> Aim of the task: Would you go through the records below and copy each line with the string "lace"?
· · ·
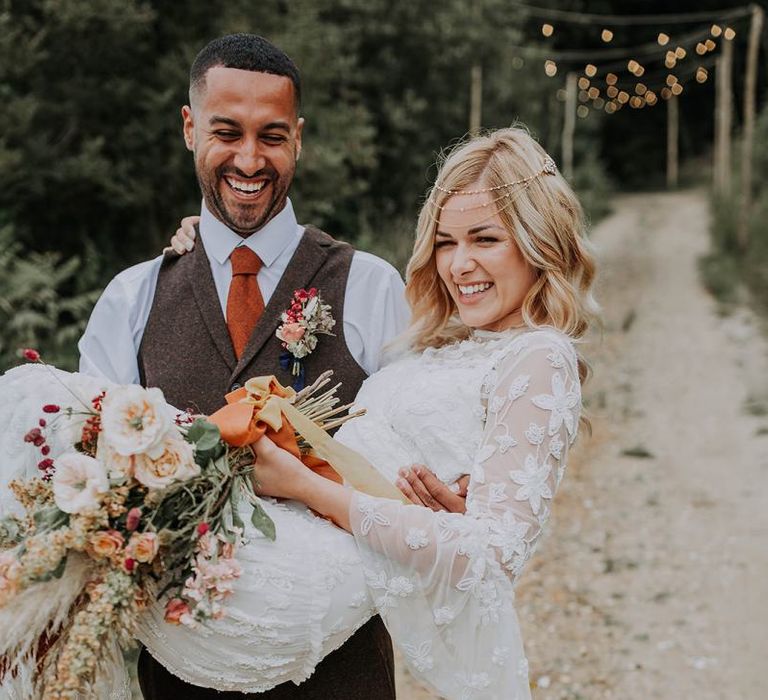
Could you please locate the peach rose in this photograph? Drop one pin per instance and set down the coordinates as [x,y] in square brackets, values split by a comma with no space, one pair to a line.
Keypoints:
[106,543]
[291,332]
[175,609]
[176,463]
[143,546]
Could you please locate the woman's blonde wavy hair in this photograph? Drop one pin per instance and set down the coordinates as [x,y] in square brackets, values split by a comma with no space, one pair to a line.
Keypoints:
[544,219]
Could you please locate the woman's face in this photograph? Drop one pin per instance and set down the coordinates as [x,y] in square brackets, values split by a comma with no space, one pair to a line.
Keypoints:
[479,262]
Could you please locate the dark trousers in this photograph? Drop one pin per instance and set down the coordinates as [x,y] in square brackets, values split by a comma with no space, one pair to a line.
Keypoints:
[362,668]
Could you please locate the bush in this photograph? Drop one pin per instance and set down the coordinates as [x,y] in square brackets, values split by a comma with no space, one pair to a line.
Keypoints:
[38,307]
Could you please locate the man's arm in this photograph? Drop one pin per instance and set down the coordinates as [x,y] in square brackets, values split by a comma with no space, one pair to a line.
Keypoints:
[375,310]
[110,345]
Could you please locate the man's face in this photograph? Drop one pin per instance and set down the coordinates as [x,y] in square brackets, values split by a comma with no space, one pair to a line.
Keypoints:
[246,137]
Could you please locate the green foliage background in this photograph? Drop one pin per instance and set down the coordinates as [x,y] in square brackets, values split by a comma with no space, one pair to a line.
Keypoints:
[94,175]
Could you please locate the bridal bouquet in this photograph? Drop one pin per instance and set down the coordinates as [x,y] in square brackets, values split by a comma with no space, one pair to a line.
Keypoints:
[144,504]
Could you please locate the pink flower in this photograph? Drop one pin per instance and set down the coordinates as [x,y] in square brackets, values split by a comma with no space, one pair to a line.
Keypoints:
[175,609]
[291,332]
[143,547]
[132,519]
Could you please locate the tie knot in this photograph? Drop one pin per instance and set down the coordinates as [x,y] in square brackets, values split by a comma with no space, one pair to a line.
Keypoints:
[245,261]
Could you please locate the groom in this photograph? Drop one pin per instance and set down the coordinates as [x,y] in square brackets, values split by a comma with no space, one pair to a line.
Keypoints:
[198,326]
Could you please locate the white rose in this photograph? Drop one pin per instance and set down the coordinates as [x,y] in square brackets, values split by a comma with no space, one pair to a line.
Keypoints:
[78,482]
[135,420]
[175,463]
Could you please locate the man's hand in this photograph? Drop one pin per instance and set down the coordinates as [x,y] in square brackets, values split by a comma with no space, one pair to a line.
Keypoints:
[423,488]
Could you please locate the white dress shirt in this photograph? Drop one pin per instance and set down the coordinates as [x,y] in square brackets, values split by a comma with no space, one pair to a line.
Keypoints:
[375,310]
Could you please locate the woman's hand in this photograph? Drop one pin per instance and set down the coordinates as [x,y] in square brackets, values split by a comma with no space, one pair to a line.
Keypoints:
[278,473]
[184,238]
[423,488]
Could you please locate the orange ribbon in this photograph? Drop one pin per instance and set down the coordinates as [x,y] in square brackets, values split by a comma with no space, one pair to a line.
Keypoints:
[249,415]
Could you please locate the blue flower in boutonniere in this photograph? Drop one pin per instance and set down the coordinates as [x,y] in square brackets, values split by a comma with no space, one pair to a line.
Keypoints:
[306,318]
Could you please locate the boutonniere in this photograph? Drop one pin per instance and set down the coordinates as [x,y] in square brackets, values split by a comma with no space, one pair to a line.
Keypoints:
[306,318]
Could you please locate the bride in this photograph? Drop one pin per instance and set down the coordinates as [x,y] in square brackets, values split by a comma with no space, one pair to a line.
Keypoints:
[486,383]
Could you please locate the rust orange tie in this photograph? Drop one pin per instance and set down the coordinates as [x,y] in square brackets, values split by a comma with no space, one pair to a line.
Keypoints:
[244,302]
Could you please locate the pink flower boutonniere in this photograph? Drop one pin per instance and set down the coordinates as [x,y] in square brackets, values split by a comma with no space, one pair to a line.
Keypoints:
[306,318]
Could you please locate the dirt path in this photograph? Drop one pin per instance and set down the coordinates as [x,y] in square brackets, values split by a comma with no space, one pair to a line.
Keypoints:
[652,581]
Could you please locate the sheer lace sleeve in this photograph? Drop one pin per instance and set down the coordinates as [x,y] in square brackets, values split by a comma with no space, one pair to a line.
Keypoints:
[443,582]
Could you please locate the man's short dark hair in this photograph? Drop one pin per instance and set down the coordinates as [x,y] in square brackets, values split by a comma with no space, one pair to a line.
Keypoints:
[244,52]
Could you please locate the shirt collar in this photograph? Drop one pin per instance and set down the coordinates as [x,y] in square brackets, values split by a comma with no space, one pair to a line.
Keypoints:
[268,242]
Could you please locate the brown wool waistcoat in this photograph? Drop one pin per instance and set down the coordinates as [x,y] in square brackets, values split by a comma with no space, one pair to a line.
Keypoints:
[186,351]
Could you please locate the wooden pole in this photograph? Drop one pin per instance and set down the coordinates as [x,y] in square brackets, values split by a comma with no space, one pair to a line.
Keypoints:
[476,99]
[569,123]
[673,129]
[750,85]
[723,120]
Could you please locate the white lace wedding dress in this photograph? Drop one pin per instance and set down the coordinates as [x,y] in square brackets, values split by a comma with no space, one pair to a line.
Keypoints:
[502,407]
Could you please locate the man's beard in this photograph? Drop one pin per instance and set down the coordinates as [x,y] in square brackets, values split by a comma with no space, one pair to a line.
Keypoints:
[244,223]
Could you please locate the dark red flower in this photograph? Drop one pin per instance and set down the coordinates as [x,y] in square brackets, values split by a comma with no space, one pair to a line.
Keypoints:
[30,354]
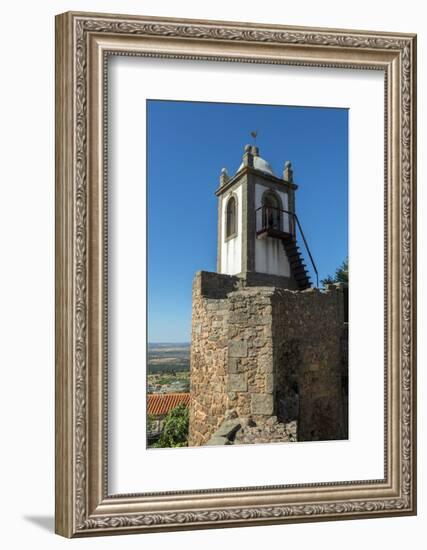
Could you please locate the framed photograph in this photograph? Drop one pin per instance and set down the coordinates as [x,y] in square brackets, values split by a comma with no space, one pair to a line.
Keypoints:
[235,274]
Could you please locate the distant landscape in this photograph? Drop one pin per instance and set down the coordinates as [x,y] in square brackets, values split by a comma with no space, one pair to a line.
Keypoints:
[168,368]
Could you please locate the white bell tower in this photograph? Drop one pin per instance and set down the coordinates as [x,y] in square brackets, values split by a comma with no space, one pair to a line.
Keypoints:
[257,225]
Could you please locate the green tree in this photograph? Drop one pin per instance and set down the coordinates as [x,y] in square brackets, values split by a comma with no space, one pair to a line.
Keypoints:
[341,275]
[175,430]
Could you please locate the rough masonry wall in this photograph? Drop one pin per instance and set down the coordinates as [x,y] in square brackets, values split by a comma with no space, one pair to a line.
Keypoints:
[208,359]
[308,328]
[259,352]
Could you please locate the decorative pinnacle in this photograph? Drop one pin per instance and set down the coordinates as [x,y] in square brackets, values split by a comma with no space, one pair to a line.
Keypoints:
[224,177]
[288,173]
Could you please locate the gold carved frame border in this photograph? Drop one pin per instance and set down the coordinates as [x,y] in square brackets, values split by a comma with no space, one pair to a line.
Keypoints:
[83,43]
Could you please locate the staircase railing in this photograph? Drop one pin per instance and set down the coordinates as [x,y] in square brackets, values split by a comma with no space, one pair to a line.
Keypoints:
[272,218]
· · ·
> Task result:
Could you please locate the sheer lace sleeve in this photograph? Drop one pin per instance and set down the coordinates as [x,y] in square brackets, values split by a comma with no space, one pair to a line.
Could you please locate the white lace wedding dress in this photograph? Drop one pin per instance and set down the coordinates as [x,y] in square brackets, values split by a comma with no space, one pair to a line.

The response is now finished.